## Work to complete
Transcribe exactly the lines that begin the material and continue through the line containing "positive clicks: (740, 127)". Leave out whatever follows.

## Information
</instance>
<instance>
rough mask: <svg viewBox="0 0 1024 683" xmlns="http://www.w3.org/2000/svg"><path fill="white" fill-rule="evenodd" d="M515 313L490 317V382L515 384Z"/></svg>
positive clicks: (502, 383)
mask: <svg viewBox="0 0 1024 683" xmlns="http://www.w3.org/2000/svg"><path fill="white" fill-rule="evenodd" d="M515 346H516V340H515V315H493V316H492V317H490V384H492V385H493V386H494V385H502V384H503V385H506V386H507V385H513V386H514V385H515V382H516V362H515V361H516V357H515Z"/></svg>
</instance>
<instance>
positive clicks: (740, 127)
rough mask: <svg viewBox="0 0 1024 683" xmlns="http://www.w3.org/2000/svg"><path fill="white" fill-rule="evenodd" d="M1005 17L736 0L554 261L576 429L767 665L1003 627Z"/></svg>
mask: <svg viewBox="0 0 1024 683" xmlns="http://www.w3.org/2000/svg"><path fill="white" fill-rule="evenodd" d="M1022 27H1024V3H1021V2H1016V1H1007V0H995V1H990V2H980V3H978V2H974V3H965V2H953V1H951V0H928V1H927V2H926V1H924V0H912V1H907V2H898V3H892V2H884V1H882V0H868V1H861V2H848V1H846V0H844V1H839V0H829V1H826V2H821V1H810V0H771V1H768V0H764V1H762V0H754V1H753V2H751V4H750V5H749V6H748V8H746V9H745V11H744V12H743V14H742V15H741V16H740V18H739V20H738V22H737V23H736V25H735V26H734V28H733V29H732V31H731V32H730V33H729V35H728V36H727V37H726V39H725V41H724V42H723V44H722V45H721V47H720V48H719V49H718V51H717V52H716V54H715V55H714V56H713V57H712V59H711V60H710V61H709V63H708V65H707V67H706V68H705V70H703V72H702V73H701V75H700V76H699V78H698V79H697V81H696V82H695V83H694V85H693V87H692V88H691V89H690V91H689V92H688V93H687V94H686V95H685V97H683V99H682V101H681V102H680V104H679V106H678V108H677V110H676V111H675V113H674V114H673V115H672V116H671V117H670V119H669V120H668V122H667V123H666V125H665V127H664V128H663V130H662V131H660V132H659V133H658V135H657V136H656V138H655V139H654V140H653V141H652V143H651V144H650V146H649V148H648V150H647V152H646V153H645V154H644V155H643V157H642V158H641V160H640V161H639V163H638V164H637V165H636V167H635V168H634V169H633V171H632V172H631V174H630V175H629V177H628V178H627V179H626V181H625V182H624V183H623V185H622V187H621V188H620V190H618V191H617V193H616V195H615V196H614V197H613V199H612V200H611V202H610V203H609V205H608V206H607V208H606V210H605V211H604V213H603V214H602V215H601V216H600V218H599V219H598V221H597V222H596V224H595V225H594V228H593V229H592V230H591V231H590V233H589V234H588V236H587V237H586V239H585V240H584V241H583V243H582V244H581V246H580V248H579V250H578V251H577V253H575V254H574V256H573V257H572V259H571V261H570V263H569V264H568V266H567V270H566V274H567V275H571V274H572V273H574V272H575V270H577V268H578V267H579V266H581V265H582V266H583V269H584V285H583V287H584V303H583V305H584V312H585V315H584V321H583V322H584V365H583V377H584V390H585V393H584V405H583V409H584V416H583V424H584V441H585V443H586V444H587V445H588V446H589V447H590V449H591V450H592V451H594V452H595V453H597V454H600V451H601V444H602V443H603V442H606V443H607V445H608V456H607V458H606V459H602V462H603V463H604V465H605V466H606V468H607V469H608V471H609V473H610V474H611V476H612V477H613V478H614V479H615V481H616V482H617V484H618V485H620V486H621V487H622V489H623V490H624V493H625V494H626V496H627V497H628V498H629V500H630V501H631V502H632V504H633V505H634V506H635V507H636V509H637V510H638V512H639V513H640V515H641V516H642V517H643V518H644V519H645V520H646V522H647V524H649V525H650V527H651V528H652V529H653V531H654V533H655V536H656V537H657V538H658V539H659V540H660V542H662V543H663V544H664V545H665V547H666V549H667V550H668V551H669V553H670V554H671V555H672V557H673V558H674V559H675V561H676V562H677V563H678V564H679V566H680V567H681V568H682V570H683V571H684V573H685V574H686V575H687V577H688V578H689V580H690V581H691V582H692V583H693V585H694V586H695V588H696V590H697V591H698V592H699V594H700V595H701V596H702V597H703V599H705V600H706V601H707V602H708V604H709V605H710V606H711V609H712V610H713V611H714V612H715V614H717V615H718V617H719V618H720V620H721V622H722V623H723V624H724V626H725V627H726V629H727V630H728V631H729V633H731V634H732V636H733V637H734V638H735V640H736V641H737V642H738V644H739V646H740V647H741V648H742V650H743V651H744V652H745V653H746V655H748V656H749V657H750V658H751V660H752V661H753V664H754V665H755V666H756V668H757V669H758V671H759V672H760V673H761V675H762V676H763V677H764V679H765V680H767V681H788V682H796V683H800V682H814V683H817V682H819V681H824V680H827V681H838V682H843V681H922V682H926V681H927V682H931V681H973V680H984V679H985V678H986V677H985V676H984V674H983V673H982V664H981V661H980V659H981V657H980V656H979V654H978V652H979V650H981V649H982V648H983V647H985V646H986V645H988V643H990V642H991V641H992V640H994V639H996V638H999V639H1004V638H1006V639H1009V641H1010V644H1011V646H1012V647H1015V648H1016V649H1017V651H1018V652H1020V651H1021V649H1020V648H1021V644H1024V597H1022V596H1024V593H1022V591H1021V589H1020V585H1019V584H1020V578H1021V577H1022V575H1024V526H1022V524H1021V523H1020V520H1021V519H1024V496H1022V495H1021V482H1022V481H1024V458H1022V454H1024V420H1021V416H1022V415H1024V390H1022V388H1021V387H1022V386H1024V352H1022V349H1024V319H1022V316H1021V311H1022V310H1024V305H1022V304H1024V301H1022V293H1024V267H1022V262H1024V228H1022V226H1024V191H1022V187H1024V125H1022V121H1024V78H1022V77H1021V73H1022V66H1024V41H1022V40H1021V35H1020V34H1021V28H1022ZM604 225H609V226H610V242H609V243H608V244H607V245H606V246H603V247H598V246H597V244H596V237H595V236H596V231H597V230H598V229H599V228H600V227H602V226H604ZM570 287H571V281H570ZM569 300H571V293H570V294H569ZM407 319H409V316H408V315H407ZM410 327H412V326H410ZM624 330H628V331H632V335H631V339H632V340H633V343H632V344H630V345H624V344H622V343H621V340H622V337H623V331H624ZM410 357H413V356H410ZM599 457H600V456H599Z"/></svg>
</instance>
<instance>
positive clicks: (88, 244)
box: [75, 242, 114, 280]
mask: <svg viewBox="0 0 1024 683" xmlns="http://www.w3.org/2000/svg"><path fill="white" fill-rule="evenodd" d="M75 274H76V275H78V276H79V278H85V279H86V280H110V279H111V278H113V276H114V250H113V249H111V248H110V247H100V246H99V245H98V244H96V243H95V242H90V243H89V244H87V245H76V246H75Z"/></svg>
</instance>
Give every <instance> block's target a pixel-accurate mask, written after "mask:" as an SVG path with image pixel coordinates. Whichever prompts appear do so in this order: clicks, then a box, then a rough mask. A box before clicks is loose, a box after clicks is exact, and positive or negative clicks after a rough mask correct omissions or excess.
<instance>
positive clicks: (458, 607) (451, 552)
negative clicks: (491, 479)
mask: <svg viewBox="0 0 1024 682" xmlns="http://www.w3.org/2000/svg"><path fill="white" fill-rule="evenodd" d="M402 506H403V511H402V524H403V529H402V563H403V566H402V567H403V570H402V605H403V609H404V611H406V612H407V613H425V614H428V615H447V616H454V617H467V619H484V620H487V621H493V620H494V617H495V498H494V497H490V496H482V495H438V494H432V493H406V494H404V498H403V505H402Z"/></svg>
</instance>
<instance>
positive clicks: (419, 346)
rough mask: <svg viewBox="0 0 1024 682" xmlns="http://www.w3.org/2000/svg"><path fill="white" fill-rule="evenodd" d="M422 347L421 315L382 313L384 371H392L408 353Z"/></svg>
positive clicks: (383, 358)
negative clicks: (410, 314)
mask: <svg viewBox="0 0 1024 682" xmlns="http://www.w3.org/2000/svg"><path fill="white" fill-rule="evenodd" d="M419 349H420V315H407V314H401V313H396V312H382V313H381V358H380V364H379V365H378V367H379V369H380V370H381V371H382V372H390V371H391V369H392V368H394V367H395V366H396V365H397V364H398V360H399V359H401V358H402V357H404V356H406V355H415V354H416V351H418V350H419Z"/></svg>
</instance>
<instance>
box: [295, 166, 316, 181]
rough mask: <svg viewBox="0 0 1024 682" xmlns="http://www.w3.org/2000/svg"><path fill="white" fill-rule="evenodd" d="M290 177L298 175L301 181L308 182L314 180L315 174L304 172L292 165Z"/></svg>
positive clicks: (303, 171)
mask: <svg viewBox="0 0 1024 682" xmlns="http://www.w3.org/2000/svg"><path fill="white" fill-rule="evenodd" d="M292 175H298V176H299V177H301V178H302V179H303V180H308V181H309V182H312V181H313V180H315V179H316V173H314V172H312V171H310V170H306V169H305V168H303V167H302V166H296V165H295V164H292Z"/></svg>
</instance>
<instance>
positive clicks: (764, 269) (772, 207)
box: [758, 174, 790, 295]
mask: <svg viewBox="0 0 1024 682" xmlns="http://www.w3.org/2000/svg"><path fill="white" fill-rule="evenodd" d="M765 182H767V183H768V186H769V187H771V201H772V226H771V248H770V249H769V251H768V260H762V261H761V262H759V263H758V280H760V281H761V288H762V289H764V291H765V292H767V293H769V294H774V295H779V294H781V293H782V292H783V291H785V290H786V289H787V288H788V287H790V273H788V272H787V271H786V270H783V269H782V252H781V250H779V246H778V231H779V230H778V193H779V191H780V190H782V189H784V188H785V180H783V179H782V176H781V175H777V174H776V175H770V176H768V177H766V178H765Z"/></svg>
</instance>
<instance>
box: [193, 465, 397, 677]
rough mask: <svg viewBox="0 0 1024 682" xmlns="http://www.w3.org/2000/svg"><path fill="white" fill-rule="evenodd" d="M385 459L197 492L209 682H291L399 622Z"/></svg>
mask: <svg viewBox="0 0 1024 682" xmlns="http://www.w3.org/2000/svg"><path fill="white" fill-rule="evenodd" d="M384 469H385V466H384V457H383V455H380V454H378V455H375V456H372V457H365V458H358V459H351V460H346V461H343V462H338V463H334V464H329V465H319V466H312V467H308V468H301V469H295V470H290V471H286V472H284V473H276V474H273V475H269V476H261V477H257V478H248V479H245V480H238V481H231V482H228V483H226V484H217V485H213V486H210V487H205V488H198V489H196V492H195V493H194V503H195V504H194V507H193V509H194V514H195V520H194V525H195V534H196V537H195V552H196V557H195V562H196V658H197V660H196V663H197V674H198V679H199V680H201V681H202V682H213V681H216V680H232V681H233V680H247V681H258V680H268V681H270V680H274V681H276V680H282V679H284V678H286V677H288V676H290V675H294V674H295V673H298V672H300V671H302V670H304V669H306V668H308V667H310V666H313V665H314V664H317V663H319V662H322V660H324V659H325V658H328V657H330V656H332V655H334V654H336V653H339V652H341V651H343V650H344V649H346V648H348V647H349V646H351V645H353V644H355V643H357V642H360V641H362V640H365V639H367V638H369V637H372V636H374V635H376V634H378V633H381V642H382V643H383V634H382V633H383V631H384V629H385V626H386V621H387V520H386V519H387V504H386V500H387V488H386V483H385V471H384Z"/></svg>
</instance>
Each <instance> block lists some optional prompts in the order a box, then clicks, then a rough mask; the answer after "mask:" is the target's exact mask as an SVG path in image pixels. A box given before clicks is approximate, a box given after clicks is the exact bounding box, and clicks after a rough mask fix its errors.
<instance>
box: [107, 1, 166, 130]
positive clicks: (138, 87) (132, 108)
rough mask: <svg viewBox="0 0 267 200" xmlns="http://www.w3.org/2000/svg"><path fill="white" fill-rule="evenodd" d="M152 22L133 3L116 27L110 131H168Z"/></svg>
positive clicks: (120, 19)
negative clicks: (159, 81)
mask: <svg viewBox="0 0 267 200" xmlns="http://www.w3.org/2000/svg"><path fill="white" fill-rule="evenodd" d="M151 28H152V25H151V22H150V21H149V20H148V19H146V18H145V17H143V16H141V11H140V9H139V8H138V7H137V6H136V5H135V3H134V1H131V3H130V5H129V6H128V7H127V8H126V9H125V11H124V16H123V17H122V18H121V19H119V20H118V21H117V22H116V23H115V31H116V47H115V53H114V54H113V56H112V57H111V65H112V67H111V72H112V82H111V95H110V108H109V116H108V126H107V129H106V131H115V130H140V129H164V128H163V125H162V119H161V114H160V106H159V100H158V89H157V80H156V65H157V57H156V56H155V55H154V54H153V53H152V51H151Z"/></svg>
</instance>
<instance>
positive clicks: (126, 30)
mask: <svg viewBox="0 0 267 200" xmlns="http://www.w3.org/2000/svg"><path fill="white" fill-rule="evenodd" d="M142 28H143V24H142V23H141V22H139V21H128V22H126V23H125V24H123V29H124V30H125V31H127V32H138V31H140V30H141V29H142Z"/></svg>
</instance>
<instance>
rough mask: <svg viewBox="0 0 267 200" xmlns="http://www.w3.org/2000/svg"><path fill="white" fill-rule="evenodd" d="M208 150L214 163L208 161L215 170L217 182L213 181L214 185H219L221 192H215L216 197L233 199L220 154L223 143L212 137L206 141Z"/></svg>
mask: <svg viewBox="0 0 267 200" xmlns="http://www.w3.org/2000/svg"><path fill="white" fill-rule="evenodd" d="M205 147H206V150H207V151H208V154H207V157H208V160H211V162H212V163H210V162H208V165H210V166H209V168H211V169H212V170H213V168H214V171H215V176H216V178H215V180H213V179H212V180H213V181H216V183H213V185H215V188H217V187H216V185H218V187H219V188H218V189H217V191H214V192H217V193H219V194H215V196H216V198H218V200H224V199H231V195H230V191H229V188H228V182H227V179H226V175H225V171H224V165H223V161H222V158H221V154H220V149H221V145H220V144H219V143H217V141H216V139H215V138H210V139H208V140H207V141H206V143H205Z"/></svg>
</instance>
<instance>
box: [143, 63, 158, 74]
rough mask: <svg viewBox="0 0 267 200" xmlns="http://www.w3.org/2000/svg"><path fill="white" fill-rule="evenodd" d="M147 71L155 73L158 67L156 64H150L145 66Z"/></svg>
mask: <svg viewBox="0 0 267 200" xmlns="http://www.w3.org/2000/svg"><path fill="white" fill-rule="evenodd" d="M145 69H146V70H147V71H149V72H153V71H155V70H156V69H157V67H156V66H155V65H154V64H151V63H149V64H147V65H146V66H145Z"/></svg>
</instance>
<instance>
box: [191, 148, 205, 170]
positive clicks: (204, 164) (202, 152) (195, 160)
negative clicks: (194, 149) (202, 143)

## Result for this exercise
</instance>
<instance>
rough mask: <svg viewBox="0 0 1024 683" xmlns="http://www.w3.org/2000/svg"><path fill="white" fill-rule="evenodd" d="M515 313L490 317V382L515 384Z"/></svg>
positive clicks: (502, 383)
mask: <svg viewBox="0 0 1024 683" xmlns="http://www.w3.org/2000/svg"><path fill="white" fill-rule="evenodd" d="M515 346H516V340H515V315H493V316H492V317H490V384H492V385H493V386H494V385H502V384H503V385H506V386H507V385H513V386H514V385H515V382H516V362H515V361H516V357H515Z"/></svg>
</instance>
<instance>
positive clicks: (740, 127)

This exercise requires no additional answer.